## EXERCISE INSTRUCTIONS:
Reproduce the stretch of the data from the line containing "the man's face." through the end, keeping every line, requests included, but multiplying each point coordinate in the answers by 0.75 and rounding to whole numbers, halves up. Output only those lines.

## DATA EXTRACT:
........

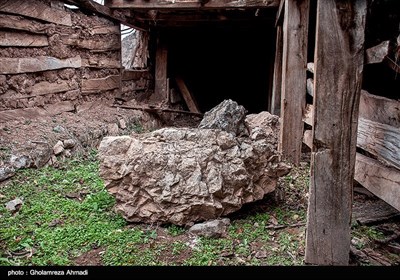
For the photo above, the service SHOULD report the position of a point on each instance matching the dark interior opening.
(224, 62)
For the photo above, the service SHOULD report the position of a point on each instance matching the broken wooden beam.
(22, 39)
(187, 96)
(36, 64)
(37, 10)
(190, 4)
(382, 181)
(293, 93)
(334, 133)
(157, 110)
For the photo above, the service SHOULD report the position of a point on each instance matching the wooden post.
(275, 104)
(161, 83)
(294, 64)
(339, 58)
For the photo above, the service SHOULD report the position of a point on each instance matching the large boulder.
(185, 175)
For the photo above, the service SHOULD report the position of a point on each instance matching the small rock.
(214, 228)
(69, 143)
(112, 129)
(58, 148)
(58, 129)
(67, 153)
(19, 162)
(122, 124)
(6, 172)
(14, 205)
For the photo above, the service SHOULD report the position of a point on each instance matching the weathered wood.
(22, 39)
(187, 96)
(339, 59)
(381, 140)
(382, 181)
(21, 23)
(36, 9)
(94, 62)
(380, 109)
(310, 67)
(128, 75)
(106, 11)
(310, 86)
(372, 211)
(160, 88)
(377, 53)
(295, 38)
(93, 44)
(104, 30)
(36, 64)
(100, 84)
(277, 81)
(158, 110)
(191, 4)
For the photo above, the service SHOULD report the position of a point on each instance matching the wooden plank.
(339, 59)
(114, 29)
(380, 109)
(37, 10)
(381, 140)
(92, 6)
(21, 23)
(100, 84)
(295, 38)
(372, 211)
(36, 64)
(382, 181)
(377, 53)
(93, 44)
(128, 75)
(22, 39)
(277, 81)
(191, 4)
(94, 62)
(160, 87)
(187, 96)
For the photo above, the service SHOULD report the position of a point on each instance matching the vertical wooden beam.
(161, 82)
(294, 64)
(339, 58)
(275, 104)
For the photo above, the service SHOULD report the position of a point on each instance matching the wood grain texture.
(380, 109)
(293, 99)
(381, 140)
(36, 64)
(339, 59)
(275, 104)
(37, 10)
(22, 39)
(190, 4)
(382, 181)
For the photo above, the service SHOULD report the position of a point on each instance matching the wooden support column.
(275, 107)
(339, 58)
(294, 65)
(161, 78)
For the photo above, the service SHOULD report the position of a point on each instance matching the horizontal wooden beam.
(382, 181)
(22, 39)
(37, 10)
(191, 4)
(36, 64)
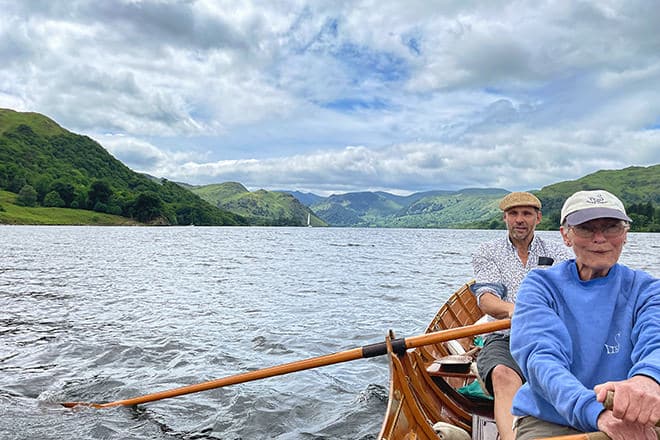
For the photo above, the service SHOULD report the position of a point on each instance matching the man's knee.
(503, 375)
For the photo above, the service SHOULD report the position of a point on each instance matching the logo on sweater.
(613, 349)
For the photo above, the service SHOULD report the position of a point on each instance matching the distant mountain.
(433, 209)
(45, 166)
(306, 199)
(259, 207)
(637, 187)
(48, 166)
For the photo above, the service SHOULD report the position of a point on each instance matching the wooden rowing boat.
(423, 393)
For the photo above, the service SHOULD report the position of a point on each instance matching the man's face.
(521, 221)
(597, 244)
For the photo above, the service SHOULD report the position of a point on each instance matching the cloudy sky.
(338, 96)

........

## TASK SOLUTION:
For the photo above, the service SHOULD report the position of a point on each instance matching the man's face.
(391, 166)
(448, 183)
For the photo above, the service SHOULD report the position of a point on each instance matching the cloudy sky.
(254, 72)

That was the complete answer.